'''

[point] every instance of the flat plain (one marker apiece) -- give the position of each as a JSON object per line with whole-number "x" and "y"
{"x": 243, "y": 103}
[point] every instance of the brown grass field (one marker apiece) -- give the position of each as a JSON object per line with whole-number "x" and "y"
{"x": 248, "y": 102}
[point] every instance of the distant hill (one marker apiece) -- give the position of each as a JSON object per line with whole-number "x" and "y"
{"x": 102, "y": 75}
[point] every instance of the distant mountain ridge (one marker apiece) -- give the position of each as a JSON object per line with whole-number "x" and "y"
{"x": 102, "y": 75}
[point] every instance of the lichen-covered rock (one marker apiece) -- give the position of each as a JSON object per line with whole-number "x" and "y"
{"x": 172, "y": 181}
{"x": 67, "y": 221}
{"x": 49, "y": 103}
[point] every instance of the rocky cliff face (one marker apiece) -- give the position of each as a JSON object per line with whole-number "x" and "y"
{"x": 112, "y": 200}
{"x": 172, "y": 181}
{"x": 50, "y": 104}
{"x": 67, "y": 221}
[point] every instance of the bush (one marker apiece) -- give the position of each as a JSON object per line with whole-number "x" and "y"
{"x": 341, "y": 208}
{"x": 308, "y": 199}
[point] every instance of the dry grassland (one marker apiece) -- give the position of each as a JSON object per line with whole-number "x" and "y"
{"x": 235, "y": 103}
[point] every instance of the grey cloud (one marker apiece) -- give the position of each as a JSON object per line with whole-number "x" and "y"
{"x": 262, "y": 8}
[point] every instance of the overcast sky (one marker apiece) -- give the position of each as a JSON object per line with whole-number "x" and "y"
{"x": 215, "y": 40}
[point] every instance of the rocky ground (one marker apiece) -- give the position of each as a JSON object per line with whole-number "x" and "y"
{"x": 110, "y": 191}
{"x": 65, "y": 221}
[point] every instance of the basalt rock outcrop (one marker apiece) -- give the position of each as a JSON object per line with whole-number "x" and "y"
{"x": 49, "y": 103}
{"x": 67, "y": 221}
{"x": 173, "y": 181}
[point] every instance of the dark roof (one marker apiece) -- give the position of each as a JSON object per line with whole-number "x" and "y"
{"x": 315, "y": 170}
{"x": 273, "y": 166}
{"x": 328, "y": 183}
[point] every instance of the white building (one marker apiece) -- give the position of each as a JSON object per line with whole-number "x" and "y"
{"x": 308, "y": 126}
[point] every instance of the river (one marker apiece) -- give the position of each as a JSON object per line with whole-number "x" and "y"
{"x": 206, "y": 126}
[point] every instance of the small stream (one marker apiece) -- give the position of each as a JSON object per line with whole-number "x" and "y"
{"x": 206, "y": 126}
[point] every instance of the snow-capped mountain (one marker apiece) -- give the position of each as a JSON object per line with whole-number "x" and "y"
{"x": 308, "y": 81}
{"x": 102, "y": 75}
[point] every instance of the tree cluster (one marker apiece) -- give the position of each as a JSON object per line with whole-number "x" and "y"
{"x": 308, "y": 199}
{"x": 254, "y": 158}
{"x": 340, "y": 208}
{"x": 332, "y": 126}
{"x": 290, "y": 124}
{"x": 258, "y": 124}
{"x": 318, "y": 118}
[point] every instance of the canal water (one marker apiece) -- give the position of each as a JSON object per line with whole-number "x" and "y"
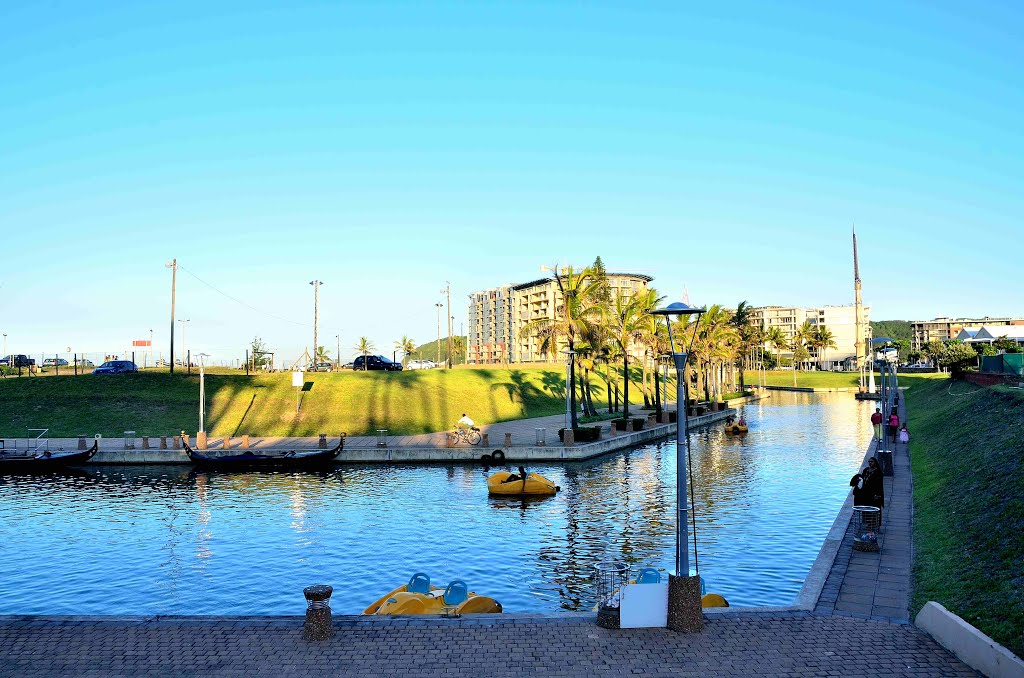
{"x": 174, "y": 541}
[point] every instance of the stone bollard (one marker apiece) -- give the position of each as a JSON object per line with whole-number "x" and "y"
{"x": 317, "y": 625}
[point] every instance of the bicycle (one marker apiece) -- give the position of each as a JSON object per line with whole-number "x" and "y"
{"x": 467, "y": 435}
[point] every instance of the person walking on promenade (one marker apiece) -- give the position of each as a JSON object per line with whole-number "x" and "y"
{"x": 877, "y": 422}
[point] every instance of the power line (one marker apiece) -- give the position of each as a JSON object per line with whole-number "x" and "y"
{"x": 243, "y": 303}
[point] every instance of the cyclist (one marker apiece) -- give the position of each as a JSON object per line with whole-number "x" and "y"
{"x": 466, "y": 424}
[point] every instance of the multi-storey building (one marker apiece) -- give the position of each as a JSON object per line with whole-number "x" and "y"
{"x": 842, "y": 321}
{"x": 944, "y": 329}
{"x": 497, "y": 318}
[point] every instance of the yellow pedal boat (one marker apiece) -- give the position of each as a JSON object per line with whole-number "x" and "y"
{"x": 419, "y": 597}
{"x": 499, "y": 483}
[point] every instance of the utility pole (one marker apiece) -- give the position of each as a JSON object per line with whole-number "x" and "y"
{"x": 315, "y": 285}
{"x": 173, "y": 265}
{"x": 437, "y": 345}
{"x": 448, "y": 293}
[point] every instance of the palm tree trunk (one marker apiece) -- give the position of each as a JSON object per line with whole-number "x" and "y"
{"x": 626, "y": 386}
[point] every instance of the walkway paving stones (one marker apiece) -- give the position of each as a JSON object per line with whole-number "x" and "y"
{"x": 751, "y": 644}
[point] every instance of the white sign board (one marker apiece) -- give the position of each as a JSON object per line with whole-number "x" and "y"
{"x": 644, "y": 605}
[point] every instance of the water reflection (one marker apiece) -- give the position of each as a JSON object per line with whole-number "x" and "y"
{"x": 172, "y": 540}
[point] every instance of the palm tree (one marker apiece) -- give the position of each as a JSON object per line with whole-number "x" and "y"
{"x": 626, "y": 323}
{"x": 823, "y": 340}
{"x": 365, "y": 347}
{"x": 576, "y": 314}
{"x": 776, "y": 338}
{"x": 407, "y": 346}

'''

(Task requirements): Set out the material once more, exact in every line, with no images.

(Task response):
[point] every instance of the flat plain (one marker apiece) -- give the position of each as a JSON object per line with whole-number "x" and "y"
{"x": 243, "y": 103}
[point] every instance of the brown grass field (one marker apiece) -- give the position of each as a JSON object per line with whole-number "x" and "y"
{"x": 248, "y": 102}
[point] every instance of the distant hill (one marker apiece) -- give the position of each as a JSON object per line with whole-number "x" and "y"
{"x": 102, "y": 75}
[point] every instance of the distant mountain ridge (one marker apiece) -- give the position of each as a JSON object per line with whole-number "x" and "y"
{"x": 102, "y": 75}
[point] every instance of the lichen-covered rock (one marker apiece) -- give the position of each as a JSON object per line with whole-number "x" and "y"
{"x": 172, "y": 181}
{"x": 67, "y": 221}
{"x": 49, "y": 103}
[point] every instance of the rocky cliff face (one marker apiece) -- give the position of each as a JSON object per line with whole-number "x" and "y"
{"x": 112, "y": 200}
{"x": 172, "y": 181}
{"x": 50, "y": 104}
{"x": 67, "y": 221}
[point] every instance of the bush (one marker apiece) -- give the position of each as a JSON object per line with whole-number "x" and "y"
{"x": 341, "y": 208}
{"x": 308, "y": 199}
[point] every instance of the dry grassland (one marker apiece) -- give the position of each as a JSON object per line with whole-number "x" and "y"
{"x": 235, "y": 103}
[point] every instance of the grey cloud (one marker apiece) -- give the position of each as a JSON object per line with whole-number "x" and "y"
{"x": 262, "y": 8}
[point] every instance of the overcast sky (one marker apiece) -- give the position of each as a JSON object per line with whole-number "x" and "y"
{"x": 215, "y": 40}
[point] every instance of the rocky ground (one marker apiece) -- give the position of each as a JSON object per line with whole-number "x" and "y"
{"x": 110, "y": 191}
{"x": 65, "y": 221}
[point] every instance of the basalt rock outcrop (one marker apiece) -- give the position of each as a JSON object per line with whole-number "x" and "y"
{"x": 49, "y": 103}
{"x": 67, "y": 221}
{"x": 173, "y": 181}
[point] every instance of the dark roof (one marker apiece) -- give the position of each as a JSON object per line with whole-number "x" and "y"
{"x": 315, "y": 170}
{"x": 273, "y": 166}
{"x": 328, "y": 183}
[point] every instance of the white building (one marker apiece) -- give the position of each as a JSON object per line with whole-number "x" and "y"
{"x": 308, "y": 126}
[point] every instance of the river (one marker apiece) -- give the position of each as a JSON object per line with whole-number "x" and "y"
{"x": 206, "y": 126}
[point] every instance of the small stream (one marker apiece) -- give the position of each as a JSON object per line with whole-number "x" and "y"
{"x": 206, "y": 126}
[point] every instance of the snow-capped mountain (one marker apiece) -- give the position of each as a JSON object per line with whole-number "x" and "y"
{"x": 308, "y": 81}
{"x": 102, "y": 75}
[point] every instance of the tree cluster (one marker apiece) -- give the position of each as a JSON object per line with whole-number "x" and "y"
{"x": 308, "y": 199}
{"x": 254, "y": 158}
{"x": 340, "y": 208}
{"x": 332, "y": 126}
{"x": 290, "y": 124}
{"x": 258, "y": 124}
{"x": 318, "y": 118}
[point] every instance of the canal water (one marker apiece) -- give the position of each as a JSON object per line with whole-number "x" and "y"
{"x": 174, "y": 541}
[point] every instance of the stone bollard (one marker apiece) -- give the position of each as a JSON object per line with whole-number "x" and "y"
{"x": 317, "y": 625}
[point] every instance of the bicycle (one marker apiece) -- give the position of each as a JSON object per line with whole-number "x" and "y"
{"x": 467, "y": 435}
[point] every instance of the person walking on promenade (one marker apiece) -- give the position of each as a JSON object per line with whole-number "x" and "y"
{"x": 877, "y": 422}
[point] every instance of the power line (one marker apiece) -- give the position of each as a JSON object per line with whole-number "x" and "y"
{"x": 243, "y": 303}
[point] every instance of the cyclist (one marker apiece) -- give the position of each as a JSON object per line with whole-number "x" and "y"
{"x": 466, "y": 424}
[point] every instance of the multi-storey building (one marker apiece) -- give the position of each as a JSON object per line with whole-number "x" and "y"
{"x": 842, "y": 321}
{"x": 944, "y": 329}
{"x": 497, "y": 318}
[point] every instance of the yellow pedal boat (one marker apiece) -- give the position of each as a JSON object per line with whole-number "x" and "y"
{"x": 419, "y": 597}
{"x": 499, "y": 483}
[point] every instance of the utility pole (one marker apiece) -- give the position of each as a JSON object per line with whole-number "x" and "y"
{"x": 315, "y": 285}
{"x": 173, "y": 265}
{"x": 437, "y": 345}
{"x": 448, "y": 293}
[point] every instance of the palm tree trunk (one marker apiece) -- give the position of each as a JSON object per line with whole-number "x" and "y"
{"x": 626, "y": 386}
[point] every instance of the walkway paving stones (one marker apiece) -- give the position of each as a JSON object per line with whole-number "x" and "y"
{"x": 751, "y": 644}
[point] every instance of the white sign board (one marker apiece) -- give the position of each as a JSON object per line with whole-number "x" and "y"
{"x": 644, "y": 605}
[point] every instance of the water reflection (one marker apiece) -- give the position of each as a JSON object per line with whole-number "x" and "y"
{"x": 172, "y": 540}
[point] every instance of the palm tree (one marker apiece) -- give the position of each as a JSON object per line with whole-number "x" and "y"
{"x": 626, "y": 323}
{"x": 823, "y": 340}
{"x": 365, "y": 347}
{"x": 576, "y": 314}
{"x": 776, "y": 338}
{"x": 407, "y": 346}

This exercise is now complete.